● Reading text:
%%

Conventional wisdom considered that their application should be
limited to wells where production of solids is minimal in order to
reduce the potential of mechanical problems when the tubing needs
to be retrieved. This concern was taken into account in the design
of the present disclosure through use of an optimized separator
design by minimizing the distance between the top of the packing
element and the pump inlet so that the volume of solids that may
settle in this part of the annulus is relatively small. In addition
by locating the pump seating nipple in the immediate vicinity of
the top of the packing element, it reduces the volume of solids
that may accumulate inside the separator cavity.
[0063] With respect to the tail pipe 40 in FIG. 2, and its
applicability, the tail pipe can reduce the gradient of fluids
below a pump, where the pump is set above the formation. The tail
pipe can increase the production rate of a well in most situations
where the pump is set above the formation. Also, the tail pipe is
can be used with a packer-type isolation means. It has been
determined that tail pipes with a smaller tube size reduces the
pressure gradients of the gas/oil/water mixtures. In general, when
the pump is set above the formation a considerable distance, the
pressure drop will be less between the formation and the pump if
tail pipe is used. Thus for any pump inlet pressure, such as 100
psi, which is common, the pressures at various depths below the
pump are less and allow the operator to determine the PBHP
(Producing Bottom Hole Pressure) and thus the producing rate
efficiency of the well when the SBHP (Static Bottom Hole Pressure)
is known. The tail pipe with packer configuration is very effective
and will increase production in a well when the pump is set a
considerable distance above the formation. The tail pipe reduces
the pressure required to push the formation fluids to the pump so a
lower PBHP exists. Field tests of separator performance indicate
that better performance is obtained from downhole separators if the
tubing anchor is located below the separator instead of above the
separator.
[0064] Reference is directed to FIGS. 3A and 3A, which are section
view drawings of a gas separator 12 according to an illustrative
embodiment of the present invention. These Figures correspond to
the gas separator 12 in FIG. 1, and these FIGS. 3A and 3B show
section views that are oriented ninety degrees apart to more
clearly show the internal structure. The upper end of the separator
12 is a top collar 44, which is threaded to engage the standard
pipe thread size for the tubing string that is applicable.
Generally, the separator 12 is approximately the same diameter as
the tubing string. There is an inner barrel 58 and an outer barrel
46 that are both sealably connected to the top collar 44. In the
illustrative embodiment, they are welded together. The annulus
between the inner barrel 58 and the outer barrel 46 is referred to
as the well fluid annulus 47 because it is used as a passage
through which the well fluids travel to exit the well fluid outlet
48. A single well fluid outlet 48 is illustrated, however, plural
outlets can be used. The outlet 48 is adjacent the upper end of the
outer barrel 46, which naturally provides a long path on the
exterior of the outer barrel 46 for the separation annulus with the
well casing (not shown).

%%

● Available data:
%%

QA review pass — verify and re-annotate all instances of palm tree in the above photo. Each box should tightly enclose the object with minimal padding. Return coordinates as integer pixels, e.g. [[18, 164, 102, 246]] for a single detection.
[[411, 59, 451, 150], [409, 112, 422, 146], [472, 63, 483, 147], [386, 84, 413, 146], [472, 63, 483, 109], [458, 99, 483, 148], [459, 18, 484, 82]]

%%

● Aim 1: Rewrite the separator passage from "Generally, the separator" to "casing (not shown).", replacing "outer barrel" with "external barrel".
● Aim 2: According to the separator passage, which two parts is the well fluid annulus located between?
● Aim 3:
For each statement, say whether the separator passage supports it, and quote the words that decide it.
(a) The separator is roughly the same diameter as the tubing string.
(b) Field tests found that separators perform better when the tubing anchor is above the separator.
(c) Only a single well fluid outlet can be used.
The listing was taken from a different source than the separator passage.

● Correct answer 1:
Generally, the separator 12 is approximately the same diameter as
the tubing string. There is an inner barrel 58 and an external barrel
46 that are both sealably connected to the top collar 44. In the
illustrative embodiment, they are welded together. The annulus
between the inner barrel 58 and the external barrel 46 is referred to
as the well fluid annulus 47 because it is used as a passage
through which the well fluids travel to exit the well fluid outlet
48. A single well fluid outlet 48 is illustrated, however, plural
outlets can be used. The outlet 48 is adjacent the upper end of the
external barrel 46, which naturally provides a long path on the
exterior of the external barrel 46 for the separation annulus with the
well casing (not shown).

● Correct answer 2: The inner barrel 58 and the outer barrel 46.

● Correct answer 3:
(a) Yes: "Generally, the separator 12 is approximately the same diameter as the tubing string."
(b) No: "better performance is obtained from downhole separators if the tubing anchor is located below the separator instead of above the separator."
(c) No: "A single well fluid outlet 48 is illustrated, however, plural outlets can be used."